**CONSIGNE**
Citez en entier le passage consacré au livre Le lambeau, sans y changer un seul mot.

**TEXTE EXTRAIT**
/---
Dans ce très beau livre qu’est Le lambeau de Philippe Lançon[1], l’écrit sur soi transcende les limites de la pudeur avec une humilité confondante qui permet à son auteur de faire face aux  intrusions répétées sur son corps comme sur sa personne, auxquelles se livrent les soignants d’une part et leurs gestes d’autre part. Tout cela sur une période de temps dont on perd avec lui le sens, tant le séjour passé dans les différents lieux de soins échappe à la prise de conscience de la durée. Ainsi s’instaure un hors-temps qui donne la mesure de ce que le retour à la vie quand la mort est passée si près implique de réaménagements et de séparations entre soi et soi, y compris celles du soi que la vie hospitalière contribue à reconstituer .
\---
**DONNÉES À ANALYSER**
/---
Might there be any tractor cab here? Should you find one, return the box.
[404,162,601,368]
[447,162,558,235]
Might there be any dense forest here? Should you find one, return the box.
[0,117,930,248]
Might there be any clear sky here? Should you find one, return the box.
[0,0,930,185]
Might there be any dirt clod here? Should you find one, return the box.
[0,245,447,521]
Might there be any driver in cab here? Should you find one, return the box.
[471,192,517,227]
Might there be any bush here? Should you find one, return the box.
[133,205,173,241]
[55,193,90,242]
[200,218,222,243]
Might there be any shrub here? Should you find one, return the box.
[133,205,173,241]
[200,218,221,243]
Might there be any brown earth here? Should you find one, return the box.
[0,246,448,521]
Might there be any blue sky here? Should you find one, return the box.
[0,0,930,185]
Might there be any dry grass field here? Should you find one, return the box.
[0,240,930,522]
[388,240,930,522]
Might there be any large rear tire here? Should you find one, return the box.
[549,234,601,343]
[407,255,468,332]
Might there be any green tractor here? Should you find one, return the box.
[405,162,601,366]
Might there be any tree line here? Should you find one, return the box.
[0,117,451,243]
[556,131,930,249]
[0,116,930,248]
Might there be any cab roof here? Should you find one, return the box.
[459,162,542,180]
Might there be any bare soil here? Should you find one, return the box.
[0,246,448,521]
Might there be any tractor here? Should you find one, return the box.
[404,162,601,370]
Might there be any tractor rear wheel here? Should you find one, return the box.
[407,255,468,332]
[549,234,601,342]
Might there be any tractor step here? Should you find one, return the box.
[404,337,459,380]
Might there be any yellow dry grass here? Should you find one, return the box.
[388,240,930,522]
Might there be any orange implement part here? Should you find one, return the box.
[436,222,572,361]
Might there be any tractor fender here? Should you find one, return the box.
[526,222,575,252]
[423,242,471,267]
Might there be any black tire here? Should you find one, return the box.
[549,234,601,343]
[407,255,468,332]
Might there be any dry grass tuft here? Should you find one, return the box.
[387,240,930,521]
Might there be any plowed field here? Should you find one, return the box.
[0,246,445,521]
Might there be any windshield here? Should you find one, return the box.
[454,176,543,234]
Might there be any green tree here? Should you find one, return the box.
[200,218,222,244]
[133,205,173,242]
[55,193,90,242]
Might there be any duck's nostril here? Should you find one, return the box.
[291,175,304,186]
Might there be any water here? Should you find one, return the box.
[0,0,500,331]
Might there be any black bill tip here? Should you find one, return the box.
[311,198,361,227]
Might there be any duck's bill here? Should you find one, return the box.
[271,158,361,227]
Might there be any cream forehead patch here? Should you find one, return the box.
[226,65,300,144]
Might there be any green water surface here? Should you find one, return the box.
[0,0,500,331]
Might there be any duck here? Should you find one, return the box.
\---
**RÉPONSE**
Dans ce très beau livre qu’est Le lambeau de Philippe Lançon[1], l’écrit sur soi transcende les limites de la pudeur avec une humilité confondante qui permet à son auteur de faire face aux  intrusions répétées sur son corps comme sur sa personne, auxquelles se livrent les soignants d’une part et leurs gestes d’autre part. Tout cela sur une période de temps dont on perd avec lui le sens, tant le séjour passé dans les différents lieux de soins échappe à la prise de conscience de la durée. Ainsi s’instaure un hors-temps qui donne la mesure de ce que le retour à la vie quand la mort est passée si près implique de réaménagements et de séparations entre soi et soi, y compris celles du soi que la vie hospitalière contribue à reconstituer .